#### Brief:
Copy the whole text below on The Real Estate Roundtable's comments about the model building performance ordinance, word for word.

#### Article:
Roundtable Comments on “Model” Local Ordinance Proposing Efficiency and Emissions Requirements on Buildings

Honolulu

The Real Estate Roundtable submitted comments on April 6 regarding a “model” law developed for cities, counties, and states considering building “performance standards” for energy consumption and GHG emissions. 

Building Performance Standards (BPS): 

  • The model ordinance has been developed by the Institute for Market Transformation (IMT) – a D.C.-based policy organization that coordinates with state and local bodies on energy- and climate-related regulations. (IMT’s model ordinanceBPS resources, and blog post, Creating Real-Estate Friendly Building Performance Standards, Jan 21, 2021)

  • A task force of The Roundtable’s Sustainability Policy Advisory Committee (SPAC) convened to respond to IMT’s proposed law. According to the letter, a “whole-of-economy approach must drive businesses to take bolder actions within their control to minimize their carbon footprints while operating profitably, meeting investors’ demands, and equitably creating jobs in their communities.”

  • “Real estate developers, owners, managers, and financiers – along with building tenants, occupants, public buildings, and … the power supply, transportation, and manufacturing sectors – all have shared obligations to address climate change,” The Roundtable writes.

Roundtable Comments -- Talking Points:

Bloomberg Center Cornell Tech campus
  1. BPS laws must rely on consistent standards, methods, and data that reflect the best available government and industry practices. Uniformity is critical to avoid a divergent “patchwork” of state and local laws that would unduly complicate building owners’ compliance and regulators’ enforcement.

  2. No BPS law should mandate building owners to reduce emissions from sources beyond their control.  Owners should not be saddled with responsibilities to “clean-up” the electric grid, district thermal systems, and other community-wide power infrastructure that they do not manage or control.

  3. Any BPS law should include financial assistance to help all regulated owners defray the significant capital expenses needed to bring buildings into compliance.

  4. BPS laws should encourage investments in existing buildings and allocate compliance burdens based on tenants’ and occupants’ energy usage.

#### Dataset entries:
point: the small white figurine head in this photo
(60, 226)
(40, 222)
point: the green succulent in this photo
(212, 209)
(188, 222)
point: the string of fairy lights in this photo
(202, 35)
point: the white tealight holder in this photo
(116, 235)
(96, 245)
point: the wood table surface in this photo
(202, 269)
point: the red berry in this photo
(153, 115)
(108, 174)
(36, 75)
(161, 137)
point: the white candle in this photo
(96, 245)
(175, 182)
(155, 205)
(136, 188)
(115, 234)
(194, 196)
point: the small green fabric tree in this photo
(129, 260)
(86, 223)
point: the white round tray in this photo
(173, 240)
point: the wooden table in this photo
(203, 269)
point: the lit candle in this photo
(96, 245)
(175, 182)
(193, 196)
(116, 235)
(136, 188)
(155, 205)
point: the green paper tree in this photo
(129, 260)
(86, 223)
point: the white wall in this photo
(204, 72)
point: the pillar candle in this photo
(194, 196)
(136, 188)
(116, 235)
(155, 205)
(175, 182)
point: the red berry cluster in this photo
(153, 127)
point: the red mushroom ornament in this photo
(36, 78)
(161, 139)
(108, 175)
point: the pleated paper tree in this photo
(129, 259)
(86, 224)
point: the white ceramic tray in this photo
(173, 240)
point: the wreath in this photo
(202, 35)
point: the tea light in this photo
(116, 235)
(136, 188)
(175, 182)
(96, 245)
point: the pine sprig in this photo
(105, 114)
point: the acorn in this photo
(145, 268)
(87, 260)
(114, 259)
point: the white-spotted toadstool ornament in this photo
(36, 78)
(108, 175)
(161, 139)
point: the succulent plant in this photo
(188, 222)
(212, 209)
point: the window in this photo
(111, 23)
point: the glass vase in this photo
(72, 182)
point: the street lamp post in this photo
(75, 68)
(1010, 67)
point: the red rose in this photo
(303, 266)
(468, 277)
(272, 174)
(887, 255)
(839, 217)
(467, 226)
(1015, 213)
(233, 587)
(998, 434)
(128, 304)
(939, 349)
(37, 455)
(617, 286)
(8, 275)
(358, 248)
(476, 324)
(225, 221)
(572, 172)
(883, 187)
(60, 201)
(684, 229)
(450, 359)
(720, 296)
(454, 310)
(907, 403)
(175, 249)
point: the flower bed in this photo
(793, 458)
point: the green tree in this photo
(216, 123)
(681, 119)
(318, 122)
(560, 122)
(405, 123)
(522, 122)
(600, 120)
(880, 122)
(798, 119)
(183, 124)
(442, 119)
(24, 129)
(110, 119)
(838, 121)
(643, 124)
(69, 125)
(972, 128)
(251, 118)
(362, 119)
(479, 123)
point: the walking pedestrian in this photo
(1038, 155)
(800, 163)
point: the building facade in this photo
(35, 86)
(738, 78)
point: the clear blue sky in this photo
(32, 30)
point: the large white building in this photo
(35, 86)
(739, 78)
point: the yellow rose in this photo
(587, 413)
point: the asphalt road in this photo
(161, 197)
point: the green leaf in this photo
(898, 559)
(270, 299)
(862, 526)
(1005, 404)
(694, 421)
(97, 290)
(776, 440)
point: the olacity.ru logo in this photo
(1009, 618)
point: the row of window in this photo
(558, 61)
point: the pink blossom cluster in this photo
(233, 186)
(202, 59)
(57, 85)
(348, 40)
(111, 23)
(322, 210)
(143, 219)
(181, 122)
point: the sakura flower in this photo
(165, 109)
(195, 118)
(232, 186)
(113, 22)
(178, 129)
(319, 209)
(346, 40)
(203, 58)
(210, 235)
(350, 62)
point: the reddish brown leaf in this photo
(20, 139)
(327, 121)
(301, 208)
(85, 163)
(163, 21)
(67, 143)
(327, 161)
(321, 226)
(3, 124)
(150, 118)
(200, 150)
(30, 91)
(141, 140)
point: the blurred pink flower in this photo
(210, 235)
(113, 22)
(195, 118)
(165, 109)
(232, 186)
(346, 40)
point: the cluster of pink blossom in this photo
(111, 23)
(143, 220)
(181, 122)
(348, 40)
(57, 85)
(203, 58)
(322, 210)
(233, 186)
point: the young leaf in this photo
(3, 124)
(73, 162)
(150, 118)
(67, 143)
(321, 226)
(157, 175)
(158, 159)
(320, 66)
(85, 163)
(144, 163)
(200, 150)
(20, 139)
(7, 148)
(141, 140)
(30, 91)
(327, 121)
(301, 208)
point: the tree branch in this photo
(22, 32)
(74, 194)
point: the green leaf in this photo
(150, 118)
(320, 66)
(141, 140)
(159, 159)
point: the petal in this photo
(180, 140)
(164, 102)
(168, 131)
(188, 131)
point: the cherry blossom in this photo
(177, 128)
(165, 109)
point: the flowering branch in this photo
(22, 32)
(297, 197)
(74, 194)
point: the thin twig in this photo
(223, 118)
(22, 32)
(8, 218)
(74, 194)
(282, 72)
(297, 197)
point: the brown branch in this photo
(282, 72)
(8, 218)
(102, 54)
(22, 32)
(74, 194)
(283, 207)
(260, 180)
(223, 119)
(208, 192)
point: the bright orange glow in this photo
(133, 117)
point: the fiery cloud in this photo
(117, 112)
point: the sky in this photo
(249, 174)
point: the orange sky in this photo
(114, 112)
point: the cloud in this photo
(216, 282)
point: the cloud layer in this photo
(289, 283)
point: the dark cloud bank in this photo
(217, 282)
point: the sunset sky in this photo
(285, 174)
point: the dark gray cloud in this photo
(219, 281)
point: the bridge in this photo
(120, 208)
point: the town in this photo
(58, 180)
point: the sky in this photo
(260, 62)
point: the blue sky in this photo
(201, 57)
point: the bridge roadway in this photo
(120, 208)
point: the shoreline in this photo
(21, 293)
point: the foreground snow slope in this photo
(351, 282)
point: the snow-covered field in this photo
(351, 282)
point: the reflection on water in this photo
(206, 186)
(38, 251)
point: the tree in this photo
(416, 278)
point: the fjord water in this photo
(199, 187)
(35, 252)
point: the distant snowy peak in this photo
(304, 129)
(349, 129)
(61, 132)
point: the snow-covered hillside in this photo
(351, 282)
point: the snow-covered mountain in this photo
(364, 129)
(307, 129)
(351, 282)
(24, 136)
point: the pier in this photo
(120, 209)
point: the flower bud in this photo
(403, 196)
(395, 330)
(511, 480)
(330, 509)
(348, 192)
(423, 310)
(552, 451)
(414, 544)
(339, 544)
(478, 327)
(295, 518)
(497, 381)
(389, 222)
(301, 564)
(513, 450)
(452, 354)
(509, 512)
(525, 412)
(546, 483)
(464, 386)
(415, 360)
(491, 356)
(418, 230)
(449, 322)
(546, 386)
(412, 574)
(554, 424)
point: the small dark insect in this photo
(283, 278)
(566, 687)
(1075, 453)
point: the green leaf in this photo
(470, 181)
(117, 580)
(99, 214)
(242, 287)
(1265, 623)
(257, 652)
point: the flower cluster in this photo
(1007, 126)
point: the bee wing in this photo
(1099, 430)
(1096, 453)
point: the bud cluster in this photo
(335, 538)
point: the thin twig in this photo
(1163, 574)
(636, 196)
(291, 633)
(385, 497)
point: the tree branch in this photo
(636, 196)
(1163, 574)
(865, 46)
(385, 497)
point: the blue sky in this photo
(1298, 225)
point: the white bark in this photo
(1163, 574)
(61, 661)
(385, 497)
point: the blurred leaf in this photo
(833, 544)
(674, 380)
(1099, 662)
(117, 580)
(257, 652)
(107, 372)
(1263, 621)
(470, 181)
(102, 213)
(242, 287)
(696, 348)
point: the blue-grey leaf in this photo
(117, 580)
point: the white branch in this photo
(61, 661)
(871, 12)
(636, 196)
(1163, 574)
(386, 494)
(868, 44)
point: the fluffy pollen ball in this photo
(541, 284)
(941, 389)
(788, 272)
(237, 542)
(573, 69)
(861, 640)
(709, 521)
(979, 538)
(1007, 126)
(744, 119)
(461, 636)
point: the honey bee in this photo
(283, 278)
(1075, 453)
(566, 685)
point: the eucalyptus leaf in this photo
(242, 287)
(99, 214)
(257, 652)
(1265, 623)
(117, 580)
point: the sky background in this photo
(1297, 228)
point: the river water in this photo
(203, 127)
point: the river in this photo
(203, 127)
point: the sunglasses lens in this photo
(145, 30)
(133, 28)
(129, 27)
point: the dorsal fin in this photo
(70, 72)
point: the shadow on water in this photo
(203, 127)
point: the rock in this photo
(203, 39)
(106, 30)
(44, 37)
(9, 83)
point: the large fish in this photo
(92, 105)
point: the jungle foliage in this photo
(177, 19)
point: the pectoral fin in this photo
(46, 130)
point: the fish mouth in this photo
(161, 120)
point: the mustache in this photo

#### Answer for this exercise:
Roundtable Comments on “Model” Local Ordinance Proposing Efficiency and Emissions Requirements on Buildings

Honolulu

The Real Estate Roundtable submitted comments on April 6 regarding a “model” law developed for cities, counties, and states considering building “performance standards” for energy consumption and GHG emissions. 

Building Performance Standards (BPS): 

  • The model ordinance has been developed by the Institute for Market Transformation (IMT) – a D.C.-based policy organization that coordinates with state and local bodies on energy- and climate-related regulations. (IMT’s model ordinanceBPS resources, and blog post, Creating Real-Estate Friendly Building Performance Standards, Jan 21, 2021)

  • A task force of The Roundtable’s Sustainability Policy Advisory Committee (SPAC) convened to respond to IMT’s proposed law. According to the letter, a “whole-of-economy approach must drive businesses to take bolder actions within their control to minimize their carbon footprints while operating profitably, meeting investors’ demands, and equitably creating jobs in their communities.”

  • “Real estate developers, owners, managers, and financiers – along with building tenants, occupants, public buildings, and … the power supply, transportation, and manufacturing sectors – all have shared obligations to address climate change,” The Roundtable writes.

Roundtable Comments -- Talking Points:

Bloomberg Center Cornell Tech campus
  1. BPS laws must rely on consistent standards, methods, and data that reflect the best available government and industry practices. Uniformity is critical to avoid a divergent “patchwork” of state and local laws that would unduly complicate building owners’ compliance and regulators’ enforcement.

  2. No BPS law should mandate building owners to reduce emissions from sources beyond their control.  Owners should not be saddled with responsibilities to “clean-up” the electric grid, district thermal systems, and other community-wide power infrastructure that they do not manage or control.

  3. Any BPS law should include financial assistance to help all regulated owners defray the significant capital expenses needed to bring buildings into compliance.

  4. BPS laws should encourage investments in existing buildings and allocate compliance burdens based on tenants’ and occupants’ energy usage.